_SUPPLIED TEXT_
** begin **
Detect if your program has been mutated

16

0

Write a program that terminates without an error.

If any single byte is substituted by any other byte the program should output

CORRUPTED
  • Do not read your source code from a file
  • Your program should not produce any other output

This is so the shortest answer in bytes wins.

Edit: removed "NOT CORRUPTED" requirement

noɥʇʎԀʎzɐɹƆ

Posted 2017-01-22T01:59:34.580

Reputation: 1 316

[tag:radiation-hardening] has a host of similar questions, but I haven't found any that are quite like this one. – FryAmTheEggman – 2017-01-22T02:13:01.827

7To the downvoters: I suspect this is possible (if very difficult), if you pick the right language. Please don't close or delete the question unless you think there's something wrong with it other than being impossible. – None – 2017-01-22T02:20:52.983

7What does changed mean? Substituted by another byte? – Dennis – 2017-01-22T03:18:01.717

4@ais523 FWIW I downvoted the challenge because it seems hastily written, not because I think it's too difficult. – Dennis – 2017-01-22T05:07:26.943

@Dennis sandboxed! – noɥʇʎԀʎzɐɹƆ – 2017-01-22T14:56:53.377

Ignoring for a moment that the challenge you sandboxed is substantially different from the challenge you posted here, sandbox or no sandbox makes no difference. I'm sure you could find ways to make the challenge clearer by writing more than three sentences, just as you could have made your comment clearer by writing more than one word. – Dennis – 2017-01-22T17:06:07.940

@Dennis what is unclear? – noɥʇʎԀʎzɐɹƆ – 2017-01-22T17:53:38.980

5It's not that anything is unclear, but it could be made clearer. You could clarify if a full program is required, add an example program and illustrate all possible modifications, mention how single-byte substitutions would affect a UTF-8 encoded file, add a script that can be used to test submissions, mention that the program should not take input, etc. – Dennis – 2017-01-22T18:03:14.783

Answers

30

A Pear Tree, 76 bytes

$@='NOT ';print"$@CORRUPTED"__DATA__ =®®”print"$@CORRUPTED"__DATA__ =®®”Ê®›~

This program contains a few stray octets that aren't valid UTF-8. As such, it's shown as it looks in Windows-1252. (By default, if A Pear Tree sees a non-ASCII octet in a string literal or the like it treats it as an opaque object and doesn't try to understand it beyond being aware of what its character code is; this behaviour can be changed via an encoding declaration but the program doesn't have one. So the program is logically in "unspecified ASCII-compatible character set". All the non-ASCII octets are in comments anyway, so it doesn't really matter.)
** end **
_WHAT TO PRODUCE_
In the thread about detecting a mutated program, why is the A Pear Tree answer displayed as it looks in Windows-1252? Answer in one to three sentences. Rely only on the thread above.

_INFORMATION GIVEN_
** begin **
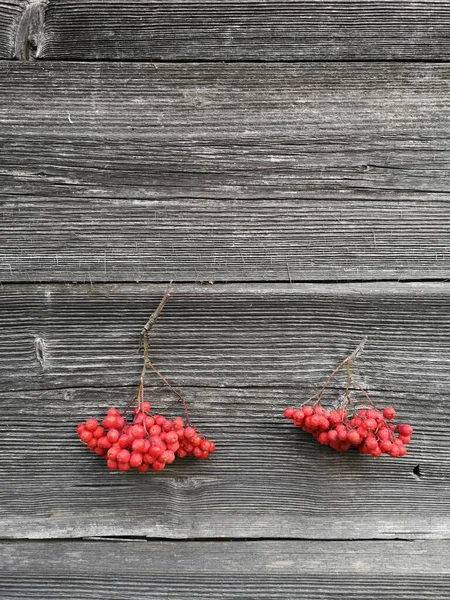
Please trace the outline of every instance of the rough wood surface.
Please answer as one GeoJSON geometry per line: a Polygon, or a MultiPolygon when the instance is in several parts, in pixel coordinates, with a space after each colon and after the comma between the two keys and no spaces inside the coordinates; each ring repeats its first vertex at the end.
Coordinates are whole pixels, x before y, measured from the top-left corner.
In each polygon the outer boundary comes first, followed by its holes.
{"type": "Polygon", "coordinates": [[[447,64],[0,68],[3,195],[448,202],[447,64]]]}
{"type": "MultiPolygon", "coordinates": [[[[7,285],[3,390],[136,382],[164,286],[7,285]]],[[[364,335],[369,387],[448,392],[449,283],[177,285],[153,357],[179,385],[315,386],[364,335]]]]}
{"type": "MultiPolygon", "coordinates": [[[[111,370],[104,386],[0,394],[0,537],[450,537],[445,394],[373,391],[416,428],[408,454],[395,460],[338,454],[294,428],[282,411],[309,386],[183,387],[217,452],[162,473],[123,474],[75,433],[87,417],[128,403],[136,386],[108,387],[120,383],[111,370]]],[[[148,397],[155,410],[181,414],[151,377],[148,397]]],[[[329,399],[337,397],[333,390],[329,399]]]]}
{"type": "Polygon", "coordinates": [[[448,276],[448,65],[1,68],[2,281],[448,276]]]}
{"type": "MultiPolygon", "coordinates": [[[[448,0],[49,0],[38,58],[63,60],[445,60],[448,0]]],[[[14,55],[2,0],[0,51],[14,55]]]]}
{"type": "Polygon", "coordinates": [[[0,200],[0,280],[446,279],[446,202],[0,200]]]}
{"type": "Polygon", "coordinates": [[[4,598],[447,600],[443,542],[0,544],[4,598]]]}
** end **
_WORKED ANSWER_
The program contains a few stray octets that aren't valid UTF-8, so it is displayed as it looks in Windows-1252 instead.